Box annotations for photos
● ● ●

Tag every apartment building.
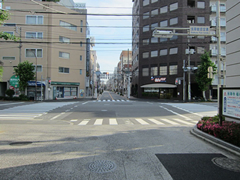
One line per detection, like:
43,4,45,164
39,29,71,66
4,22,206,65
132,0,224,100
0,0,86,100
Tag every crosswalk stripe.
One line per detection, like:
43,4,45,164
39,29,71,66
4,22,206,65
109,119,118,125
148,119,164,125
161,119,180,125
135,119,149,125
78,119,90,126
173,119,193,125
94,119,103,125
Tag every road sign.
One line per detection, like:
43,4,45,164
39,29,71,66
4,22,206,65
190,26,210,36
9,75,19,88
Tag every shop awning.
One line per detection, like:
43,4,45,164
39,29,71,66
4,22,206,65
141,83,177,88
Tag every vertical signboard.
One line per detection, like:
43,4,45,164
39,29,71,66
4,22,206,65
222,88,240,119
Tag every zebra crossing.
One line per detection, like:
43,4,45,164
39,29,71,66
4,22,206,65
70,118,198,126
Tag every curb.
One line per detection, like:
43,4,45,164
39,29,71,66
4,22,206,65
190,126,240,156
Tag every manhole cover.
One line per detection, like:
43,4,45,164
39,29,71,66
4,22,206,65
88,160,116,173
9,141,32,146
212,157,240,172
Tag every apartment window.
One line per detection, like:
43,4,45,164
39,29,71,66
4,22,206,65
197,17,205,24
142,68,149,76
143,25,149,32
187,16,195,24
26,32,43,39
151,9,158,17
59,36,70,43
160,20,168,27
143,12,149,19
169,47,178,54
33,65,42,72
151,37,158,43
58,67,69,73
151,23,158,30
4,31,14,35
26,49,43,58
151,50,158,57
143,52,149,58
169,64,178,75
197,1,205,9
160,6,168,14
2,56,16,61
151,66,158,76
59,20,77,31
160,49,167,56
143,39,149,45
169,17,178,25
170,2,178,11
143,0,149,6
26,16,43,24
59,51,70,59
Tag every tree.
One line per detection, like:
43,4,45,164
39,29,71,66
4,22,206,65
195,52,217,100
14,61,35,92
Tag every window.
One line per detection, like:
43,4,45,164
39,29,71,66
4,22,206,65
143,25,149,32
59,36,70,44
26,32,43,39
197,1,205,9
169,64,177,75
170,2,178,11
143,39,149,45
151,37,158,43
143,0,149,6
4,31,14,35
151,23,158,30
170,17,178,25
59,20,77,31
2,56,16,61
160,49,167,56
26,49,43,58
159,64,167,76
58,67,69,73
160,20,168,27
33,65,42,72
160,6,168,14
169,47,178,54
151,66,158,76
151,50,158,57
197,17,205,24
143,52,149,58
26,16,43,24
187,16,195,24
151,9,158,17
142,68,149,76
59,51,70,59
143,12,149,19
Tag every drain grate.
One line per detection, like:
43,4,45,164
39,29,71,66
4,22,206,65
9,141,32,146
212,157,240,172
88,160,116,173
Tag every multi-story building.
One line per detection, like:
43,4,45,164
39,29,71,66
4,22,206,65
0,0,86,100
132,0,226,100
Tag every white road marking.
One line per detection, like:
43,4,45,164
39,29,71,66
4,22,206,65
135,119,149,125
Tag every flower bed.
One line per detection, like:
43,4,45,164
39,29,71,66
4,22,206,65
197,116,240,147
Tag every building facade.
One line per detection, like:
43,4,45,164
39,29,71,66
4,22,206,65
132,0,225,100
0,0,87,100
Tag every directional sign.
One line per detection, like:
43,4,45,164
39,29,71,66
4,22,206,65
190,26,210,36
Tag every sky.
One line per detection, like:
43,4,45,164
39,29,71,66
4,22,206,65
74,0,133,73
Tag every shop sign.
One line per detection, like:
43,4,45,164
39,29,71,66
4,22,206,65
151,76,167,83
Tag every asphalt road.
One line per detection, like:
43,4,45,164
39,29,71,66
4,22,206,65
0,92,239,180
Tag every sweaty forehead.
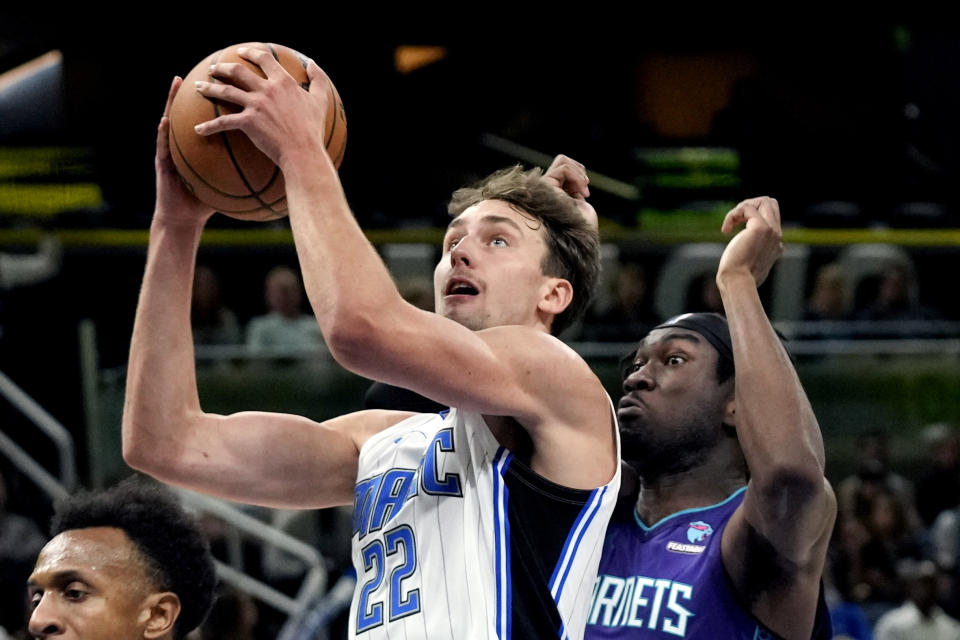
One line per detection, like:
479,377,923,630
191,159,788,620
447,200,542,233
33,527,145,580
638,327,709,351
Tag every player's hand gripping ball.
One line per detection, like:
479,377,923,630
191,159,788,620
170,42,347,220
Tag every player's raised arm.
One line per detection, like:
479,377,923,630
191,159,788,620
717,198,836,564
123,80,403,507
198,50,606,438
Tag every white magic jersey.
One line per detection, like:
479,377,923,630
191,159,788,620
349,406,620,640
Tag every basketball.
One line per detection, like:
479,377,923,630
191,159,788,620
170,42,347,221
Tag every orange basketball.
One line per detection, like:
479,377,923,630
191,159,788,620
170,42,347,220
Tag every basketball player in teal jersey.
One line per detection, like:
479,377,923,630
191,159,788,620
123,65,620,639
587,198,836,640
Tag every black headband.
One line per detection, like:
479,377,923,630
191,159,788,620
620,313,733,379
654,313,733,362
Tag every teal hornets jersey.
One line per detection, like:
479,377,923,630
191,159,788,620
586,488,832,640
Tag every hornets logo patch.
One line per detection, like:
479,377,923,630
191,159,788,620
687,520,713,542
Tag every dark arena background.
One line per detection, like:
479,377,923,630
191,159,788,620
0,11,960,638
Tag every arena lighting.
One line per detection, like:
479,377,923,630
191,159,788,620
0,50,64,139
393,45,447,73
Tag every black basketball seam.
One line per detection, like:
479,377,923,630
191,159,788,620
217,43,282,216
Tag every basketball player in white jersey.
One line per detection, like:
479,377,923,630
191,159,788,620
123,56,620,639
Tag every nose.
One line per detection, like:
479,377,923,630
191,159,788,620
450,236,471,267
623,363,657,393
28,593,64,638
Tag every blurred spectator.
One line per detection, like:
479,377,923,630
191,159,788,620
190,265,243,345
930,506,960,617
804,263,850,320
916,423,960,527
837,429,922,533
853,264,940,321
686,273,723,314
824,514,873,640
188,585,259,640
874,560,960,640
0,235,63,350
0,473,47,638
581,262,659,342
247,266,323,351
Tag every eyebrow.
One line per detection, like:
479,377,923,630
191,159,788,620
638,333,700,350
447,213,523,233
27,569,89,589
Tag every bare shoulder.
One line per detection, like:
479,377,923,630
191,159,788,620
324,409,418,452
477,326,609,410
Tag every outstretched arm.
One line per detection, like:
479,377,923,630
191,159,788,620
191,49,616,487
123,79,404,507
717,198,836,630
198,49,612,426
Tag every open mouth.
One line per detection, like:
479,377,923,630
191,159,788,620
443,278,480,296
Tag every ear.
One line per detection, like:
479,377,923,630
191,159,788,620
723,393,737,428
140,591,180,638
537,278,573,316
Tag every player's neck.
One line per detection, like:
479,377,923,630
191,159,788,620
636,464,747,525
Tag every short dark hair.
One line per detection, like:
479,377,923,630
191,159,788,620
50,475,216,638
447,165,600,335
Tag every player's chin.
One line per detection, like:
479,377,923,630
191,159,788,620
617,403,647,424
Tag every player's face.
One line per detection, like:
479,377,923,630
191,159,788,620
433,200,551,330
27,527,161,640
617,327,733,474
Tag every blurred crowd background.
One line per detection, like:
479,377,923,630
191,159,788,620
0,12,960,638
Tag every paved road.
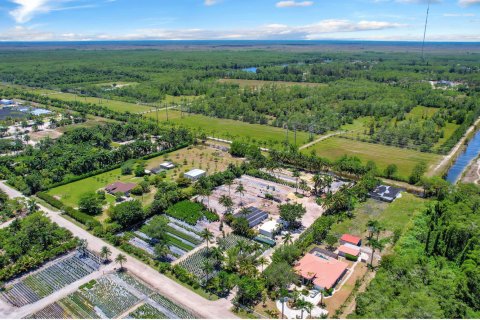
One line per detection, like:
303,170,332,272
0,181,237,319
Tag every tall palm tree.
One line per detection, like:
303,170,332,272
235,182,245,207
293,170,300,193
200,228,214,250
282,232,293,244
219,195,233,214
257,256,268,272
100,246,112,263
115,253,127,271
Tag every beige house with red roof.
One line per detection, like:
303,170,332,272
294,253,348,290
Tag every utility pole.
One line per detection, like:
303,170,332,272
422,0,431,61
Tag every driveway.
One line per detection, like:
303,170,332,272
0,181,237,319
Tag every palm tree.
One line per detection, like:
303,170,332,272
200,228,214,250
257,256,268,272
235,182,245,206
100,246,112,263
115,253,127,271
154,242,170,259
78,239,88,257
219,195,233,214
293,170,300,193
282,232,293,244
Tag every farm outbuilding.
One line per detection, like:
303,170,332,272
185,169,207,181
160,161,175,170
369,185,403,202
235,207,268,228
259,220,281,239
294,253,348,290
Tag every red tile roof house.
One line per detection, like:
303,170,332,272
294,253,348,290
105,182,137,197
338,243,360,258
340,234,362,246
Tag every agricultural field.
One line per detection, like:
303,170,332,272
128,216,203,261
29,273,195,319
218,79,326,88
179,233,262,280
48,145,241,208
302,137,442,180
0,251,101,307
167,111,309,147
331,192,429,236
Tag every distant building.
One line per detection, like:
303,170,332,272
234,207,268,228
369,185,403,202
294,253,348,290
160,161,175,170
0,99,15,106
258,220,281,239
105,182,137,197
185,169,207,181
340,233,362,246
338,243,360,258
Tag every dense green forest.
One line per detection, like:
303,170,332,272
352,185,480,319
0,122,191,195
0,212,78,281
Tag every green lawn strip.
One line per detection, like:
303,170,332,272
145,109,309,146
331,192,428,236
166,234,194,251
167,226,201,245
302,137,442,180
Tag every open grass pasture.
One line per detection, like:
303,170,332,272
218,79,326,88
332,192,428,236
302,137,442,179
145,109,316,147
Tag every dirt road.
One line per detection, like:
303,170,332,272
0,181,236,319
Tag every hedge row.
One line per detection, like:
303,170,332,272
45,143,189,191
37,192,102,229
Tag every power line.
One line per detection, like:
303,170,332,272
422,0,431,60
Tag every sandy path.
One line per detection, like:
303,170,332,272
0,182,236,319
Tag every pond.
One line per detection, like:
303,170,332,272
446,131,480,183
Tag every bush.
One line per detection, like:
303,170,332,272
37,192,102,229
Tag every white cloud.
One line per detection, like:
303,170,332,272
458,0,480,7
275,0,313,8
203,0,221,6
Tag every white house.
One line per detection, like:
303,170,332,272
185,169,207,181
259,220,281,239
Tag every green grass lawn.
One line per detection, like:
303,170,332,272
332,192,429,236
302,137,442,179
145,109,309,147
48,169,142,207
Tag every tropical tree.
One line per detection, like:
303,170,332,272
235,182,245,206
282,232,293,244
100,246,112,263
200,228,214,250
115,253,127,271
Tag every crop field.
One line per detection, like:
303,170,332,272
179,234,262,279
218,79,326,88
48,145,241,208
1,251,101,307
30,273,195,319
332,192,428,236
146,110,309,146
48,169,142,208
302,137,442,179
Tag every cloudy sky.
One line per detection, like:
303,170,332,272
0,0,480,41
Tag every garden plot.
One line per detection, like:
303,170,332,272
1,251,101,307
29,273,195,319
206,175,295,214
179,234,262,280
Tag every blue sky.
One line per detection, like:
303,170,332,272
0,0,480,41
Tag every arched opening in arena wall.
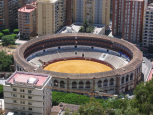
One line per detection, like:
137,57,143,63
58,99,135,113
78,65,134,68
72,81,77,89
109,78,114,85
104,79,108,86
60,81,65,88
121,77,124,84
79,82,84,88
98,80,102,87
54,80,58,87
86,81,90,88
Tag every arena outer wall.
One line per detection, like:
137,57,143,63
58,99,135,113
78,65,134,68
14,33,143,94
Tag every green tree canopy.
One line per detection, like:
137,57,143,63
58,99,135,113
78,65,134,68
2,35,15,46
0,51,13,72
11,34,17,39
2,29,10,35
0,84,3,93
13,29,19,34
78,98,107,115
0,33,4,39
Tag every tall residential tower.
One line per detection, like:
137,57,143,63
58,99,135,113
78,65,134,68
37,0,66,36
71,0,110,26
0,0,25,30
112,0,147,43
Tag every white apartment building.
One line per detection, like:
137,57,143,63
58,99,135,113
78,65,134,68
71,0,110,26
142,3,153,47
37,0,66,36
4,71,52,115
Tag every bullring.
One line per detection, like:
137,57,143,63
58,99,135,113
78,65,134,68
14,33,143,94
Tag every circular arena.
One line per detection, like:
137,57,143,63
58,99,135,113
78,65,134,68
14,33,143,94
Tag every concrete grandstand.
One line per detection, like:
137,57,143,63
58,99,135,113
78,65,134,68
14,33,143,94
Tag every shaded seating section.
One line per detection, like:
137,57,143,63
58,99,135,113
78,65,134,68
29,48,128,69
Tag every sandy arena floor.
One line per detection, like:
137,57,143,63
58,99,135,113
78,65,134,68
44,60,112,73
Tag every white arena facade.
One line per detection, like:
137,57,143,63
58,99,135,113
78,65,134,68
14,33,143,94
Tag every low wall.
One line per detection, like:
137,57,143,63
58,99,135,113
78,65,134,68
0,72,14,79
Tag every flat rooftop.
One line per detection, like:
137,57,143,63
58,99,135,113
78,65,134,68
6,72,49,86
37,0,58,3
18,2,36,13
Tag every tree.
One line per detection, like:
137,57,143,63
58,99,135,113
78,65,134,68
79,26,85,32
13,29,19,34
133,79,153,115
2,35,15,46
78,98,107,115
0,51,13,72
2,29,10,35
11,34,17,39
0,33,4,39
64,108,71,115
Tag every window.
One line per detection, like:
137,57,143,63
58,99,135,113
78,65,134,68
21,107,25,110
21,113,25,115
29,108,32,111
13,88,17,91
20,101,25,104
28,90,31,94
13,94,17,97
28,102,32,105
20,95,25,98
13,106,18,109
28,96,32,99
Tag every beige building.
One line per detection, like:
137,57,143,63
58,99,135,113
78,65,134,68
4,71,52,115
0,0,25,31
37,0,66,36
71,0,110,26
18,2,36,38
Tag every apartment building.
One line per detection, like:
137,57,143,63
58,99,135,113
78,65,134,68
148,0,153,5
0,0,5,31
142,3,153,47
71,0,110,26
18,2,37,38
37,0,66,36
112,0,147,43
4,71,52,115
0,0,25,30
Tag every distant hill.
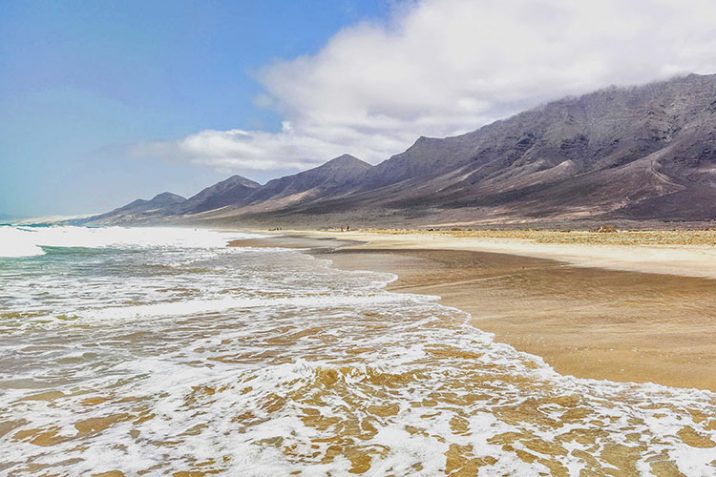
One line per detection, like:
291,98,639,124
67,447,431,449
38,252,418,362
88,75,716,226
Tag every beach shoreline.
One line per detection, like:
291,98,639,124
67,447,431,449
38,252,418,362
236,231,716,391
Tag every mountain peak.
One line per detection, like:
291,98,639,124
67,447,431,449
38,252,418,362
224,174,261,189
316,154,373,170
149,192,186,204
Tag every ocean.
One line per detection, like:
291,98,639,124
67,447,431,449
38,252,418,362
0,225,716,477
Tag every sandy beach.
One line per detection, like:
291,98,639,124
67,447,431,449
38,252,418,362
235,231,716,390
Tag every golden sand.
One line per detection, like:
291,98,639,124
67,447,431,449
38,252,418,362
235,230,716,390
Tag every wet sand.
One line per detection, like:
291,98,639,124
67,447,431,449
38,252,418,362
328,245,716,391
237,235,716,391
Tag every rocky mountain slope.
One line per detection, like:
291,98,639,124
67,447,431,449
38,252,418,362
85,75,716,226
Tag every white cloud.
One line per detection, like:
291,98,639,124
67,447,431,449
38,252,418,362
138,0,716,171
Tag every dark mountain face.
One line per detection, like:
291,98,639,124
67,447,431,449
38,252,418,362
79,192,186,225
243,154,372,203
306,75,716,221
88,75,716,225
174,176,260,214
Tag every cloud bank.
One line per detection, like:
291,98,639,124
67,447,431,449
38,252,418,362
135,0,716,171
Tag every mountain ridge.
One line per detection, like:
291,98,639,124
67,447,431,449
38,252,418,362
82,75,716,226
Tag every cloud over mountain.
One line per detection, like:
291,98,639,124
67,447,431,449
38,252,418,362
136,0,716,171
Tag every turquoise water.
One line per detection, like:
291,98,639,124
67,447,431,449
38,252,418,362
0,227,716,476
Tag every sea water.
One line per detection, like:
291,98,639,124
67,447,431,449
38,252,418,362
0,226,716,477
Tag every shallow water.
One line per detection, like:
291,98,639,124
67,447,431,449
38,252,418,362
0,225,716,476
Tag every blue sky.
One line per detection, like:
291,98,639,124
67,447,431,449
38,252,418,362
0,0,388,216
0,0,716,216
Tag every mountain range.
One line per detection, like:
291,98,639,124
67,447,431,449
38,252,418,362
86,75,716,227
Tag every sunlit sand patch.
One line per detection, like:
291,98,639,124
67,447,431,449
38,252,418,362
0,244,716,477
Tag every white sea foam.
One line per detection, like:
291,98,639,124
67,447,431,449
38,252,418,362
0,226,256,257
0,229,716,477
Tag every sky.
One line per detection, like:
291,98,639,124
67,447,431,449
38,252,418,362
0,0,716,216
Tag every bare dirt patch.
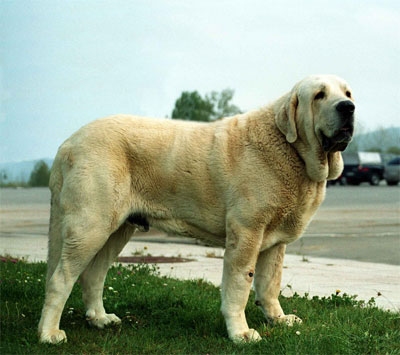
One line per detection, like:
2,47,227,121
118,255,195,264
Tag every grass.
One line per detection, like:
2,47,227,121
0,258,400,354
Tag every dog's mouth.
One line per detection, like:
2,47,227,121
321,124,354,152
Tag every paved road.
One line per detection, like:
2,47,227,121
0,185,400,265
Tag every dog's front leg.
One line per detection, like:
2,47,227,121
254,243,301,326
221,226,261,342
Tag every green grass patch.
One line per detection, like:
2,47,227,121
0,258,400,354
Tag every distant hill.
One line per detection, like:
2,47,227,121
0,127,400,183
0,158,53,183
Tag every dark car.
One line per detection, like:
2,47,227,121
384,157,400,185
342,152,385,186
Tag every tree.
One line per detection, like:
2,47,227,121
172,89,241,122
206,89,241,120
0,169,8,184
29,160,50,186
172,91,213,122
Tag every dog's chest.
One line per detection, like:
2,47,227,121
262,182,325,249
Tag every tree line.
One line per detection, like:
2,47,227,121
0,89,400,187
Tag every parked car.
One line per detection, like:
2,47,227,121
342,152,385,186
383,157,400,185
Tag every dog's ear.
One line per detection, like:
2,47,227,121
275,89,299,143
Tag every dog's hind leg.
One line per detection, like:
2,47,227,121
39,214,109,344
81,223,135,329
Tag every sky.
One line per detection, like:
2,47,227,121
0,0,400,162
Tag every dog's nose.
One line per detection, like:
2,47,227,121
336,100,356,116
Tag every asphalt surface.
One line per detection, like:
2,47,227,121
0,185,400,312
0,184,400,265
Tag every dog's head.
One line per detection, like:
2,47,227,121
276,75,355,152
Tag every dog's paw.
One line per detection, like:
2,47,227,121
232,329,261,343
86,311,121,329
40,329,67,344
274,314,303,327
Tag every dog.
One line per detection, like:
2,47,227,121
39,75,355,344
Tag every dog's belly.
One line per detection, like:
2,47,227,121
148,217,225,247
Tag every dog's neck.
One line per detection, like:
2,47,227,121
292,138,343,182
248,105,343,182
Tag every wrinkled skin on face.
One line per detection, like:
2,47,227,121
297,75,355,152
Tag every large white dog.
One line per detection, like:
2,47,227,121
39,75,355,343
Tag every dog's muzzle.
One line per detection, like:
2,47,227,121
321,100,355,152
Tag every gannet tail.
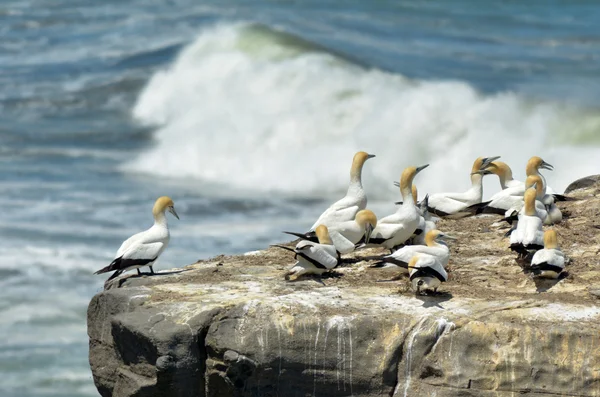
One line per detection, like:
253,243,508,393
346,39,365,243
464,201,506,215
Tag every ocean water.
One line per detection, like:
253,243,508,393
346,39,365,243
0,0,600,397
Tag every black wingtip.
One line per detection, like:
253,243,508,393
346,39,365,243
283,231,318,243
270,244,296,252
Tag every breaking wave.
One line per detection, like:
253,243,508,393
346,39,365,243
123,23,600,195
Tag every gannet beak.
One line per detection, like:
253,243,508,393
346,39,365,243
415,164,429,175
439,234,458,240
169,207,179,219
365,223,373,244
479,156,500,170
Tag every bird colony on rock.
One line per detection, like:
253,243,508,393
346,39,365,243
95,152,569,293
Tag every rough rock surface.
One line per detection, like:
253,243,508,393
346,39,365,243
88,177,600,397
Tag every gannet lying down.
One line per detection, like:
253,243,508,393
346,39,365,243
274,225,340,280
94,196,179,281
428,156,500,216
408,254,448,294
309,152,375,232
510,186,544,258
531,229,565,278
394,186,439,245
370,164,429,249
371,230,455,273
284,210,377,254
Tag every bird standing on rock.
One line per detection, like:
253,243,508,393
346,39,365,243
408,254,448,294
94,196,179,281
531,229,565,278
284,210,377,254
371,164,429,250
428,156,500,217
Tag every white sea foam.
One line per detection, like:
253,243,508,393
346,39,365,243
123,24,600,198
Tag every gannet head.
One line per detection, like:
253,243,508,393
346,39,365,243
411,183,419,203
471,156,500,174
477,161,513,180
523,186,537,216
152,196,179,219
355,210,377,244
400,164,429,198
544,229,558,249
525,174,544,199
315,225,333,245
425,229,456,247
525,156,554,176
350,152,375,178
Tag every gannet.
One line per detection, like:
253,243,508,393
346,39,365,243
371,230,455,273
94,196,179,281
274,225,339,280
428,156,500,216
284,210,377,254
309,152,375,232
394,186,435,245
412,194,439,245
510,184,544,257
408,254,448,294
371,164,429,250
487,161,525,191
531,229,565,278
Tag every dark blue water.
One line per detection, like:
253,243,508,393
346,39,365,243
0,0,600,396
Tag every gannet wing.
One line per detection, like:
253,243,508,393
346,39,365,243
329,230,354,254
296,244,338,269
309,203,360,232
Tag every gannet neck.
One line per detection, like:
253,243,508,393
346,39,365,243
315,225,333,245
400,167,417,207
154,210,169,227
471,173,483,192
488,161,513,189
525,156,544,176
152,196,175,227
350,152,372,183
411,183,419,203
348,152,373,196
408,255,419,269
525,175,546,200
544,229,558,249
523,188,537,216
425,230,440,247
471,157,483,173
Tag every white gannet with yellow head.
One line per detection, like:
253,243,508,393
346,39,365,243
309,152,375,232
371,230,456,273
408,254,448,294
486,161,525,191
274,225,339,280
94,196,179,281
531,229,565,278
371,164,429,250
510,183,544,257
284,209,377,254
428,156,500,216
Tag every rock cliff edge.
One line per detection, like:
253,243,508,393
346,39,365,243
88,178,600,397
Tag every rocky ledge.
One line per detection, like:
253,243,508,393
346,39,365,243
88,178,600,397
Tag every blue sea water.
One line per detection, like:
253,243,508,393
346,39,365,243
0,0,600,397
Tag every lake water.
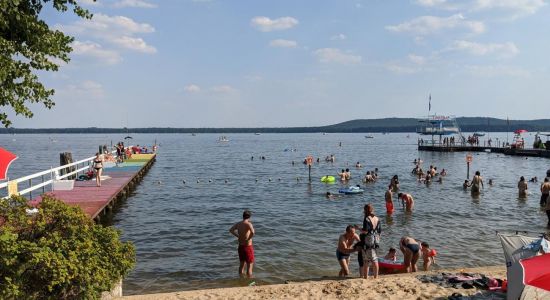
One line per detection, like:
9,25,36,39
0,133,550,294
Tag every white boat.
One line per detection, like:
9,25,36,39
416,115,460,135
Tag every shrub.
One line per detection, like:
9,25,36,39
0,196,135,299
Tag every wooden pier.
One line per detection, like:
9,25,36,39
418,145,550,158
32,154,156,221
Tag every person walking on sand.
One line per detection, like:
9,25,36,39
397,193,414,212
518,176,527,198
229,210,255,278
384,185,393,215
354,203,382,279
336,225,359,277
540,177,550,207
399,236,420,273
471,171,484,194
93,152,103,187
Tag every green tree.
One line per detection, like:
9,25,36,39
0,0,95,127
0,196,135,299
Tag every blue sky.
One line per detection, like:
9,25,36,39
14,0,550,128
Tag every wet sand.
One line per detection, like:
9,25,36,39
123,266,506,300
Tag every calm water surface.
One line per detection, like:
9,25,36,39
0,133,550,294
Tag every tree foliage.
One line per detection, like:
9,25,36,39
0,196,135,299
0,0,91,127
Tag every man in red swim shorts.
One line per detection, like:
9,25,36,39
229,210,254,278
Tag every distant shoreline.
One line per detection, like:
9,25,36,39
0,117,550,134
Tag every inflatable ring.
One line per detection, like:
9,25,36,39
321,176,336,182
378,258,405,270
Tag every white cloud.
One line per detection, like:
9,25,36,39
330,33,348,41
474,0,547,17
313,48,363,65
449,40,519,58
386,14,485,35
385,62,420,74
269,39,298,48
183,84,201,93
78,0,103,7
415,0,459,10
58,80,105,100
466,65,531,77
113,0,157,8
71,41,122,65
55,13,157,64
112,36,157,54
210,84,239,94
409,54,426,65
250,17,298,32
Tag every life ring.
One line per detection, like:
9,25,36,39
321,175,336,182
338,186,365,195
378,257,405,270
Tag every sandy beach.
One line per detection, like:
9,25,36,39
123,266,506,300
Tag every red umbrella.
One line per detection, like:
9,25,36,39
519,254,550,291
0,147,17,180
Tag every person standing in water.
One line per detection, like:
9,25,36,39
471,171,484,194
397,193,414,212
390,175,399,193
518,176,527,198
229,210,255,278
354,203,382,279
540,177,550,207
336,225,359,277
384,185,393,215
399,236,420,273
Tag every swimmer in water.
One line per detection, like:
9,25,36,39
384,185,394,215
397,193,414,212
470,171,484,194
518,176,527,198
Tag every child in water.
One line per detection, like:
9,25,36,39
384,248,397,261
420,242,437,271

● ● ●

_WHAT IS REQUIRED_
Give the material as a numbered list, starting at its first line and stopping after the line that contains "94,119,103,125". Leave out blank lines and the pictures.

_SOLUTION FOR THIS TASK_
1. Tag every apartment building.
2. One line per detection, like:
3. 43,4,45,164
4. 39,29,71,66
5. 4,22,206,65
6. 132,0,224,100
7. 0,0,86,100
8. Tag every crosswalk stripe.
9. One line per detection, like:
10. 43,4,45,164
11. 39,29,71,66
12. 4,22,206,65
13. 109,119,118,125
14. 148,119,164,125
15. 161,119,180,125
16. 135,119,149,125
17. 78,119,90,126
18. 173,119,193,125
19. 94,119,103,125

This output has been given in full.